╔══

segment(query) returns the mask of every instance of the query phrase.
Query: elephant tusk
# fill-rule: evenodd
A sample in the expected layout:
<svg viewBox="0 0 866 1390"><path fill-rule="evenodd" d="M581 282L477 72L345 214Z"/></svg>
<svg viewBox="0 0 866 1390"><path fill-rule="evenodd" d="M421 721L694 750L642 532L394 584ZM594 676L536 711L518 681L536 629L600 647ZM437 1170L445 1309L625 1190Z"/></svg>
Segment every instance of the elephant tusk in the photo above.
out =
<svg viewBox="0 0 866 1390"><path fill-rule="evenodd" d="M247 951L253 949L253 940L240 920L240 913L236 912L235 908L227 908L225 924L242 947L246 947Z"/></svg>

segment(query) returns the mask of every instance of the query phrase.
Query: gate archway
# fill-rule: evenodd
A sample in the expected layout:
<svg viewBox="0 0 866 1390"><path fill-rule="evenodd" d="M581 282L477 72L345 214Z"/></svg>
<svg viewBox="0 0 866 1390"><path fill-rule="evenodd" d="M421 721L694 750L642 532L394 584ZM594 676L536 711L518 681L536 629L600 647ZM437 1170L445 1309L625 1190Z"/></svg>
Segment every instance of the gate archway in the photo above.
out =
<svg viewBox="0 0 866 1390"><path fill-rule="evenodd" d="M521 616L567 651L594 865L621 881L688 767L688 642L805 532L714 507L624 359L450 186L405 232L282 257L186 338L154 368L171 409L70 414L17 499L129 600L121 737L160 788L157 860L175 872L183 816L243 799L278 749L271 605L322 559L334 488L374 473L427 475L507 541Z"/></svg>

╚══

# Task:
Turn the material from its first line up to and including the line that contains "951L253 949L253 940L240" into a JSON list of strings, with one string per line and no blank lines.

# Answer below:
[
  "segment(query) returns the mask of every instance of the query phrase.",
  "Query: elephant tusk",
  "# fill-rule: evenodd",
  "A sample in the expected layout:",
  "<svg viewBox=\"0 0 866 1390\"><path fill-rule=\"evenodd\" d=\"M581 282L477 72L345 214Z\"/></svg>",
  "<svg viewBox=\"0 0 866 1390\"><path fill-rule=\"evenodd\" d=\"M421 721L694 750L642 532L394 584ZM594 676L536 711L518 681L536 629L600 647ZM437 1170L445 1309L625 1190Z\"/></svg>",
  "Segment every instance of the elephant tusk in the photo above.",
  "out =",
  "<svg viewBox=\"0 0 866 1390\"><path fill-rule=\"evenodd\" d=\"M247 951L253 949L253 940L240 920L240 913L236 912L235 908L227 908L225 924L242 947L246 947Z\"/></svg>"
]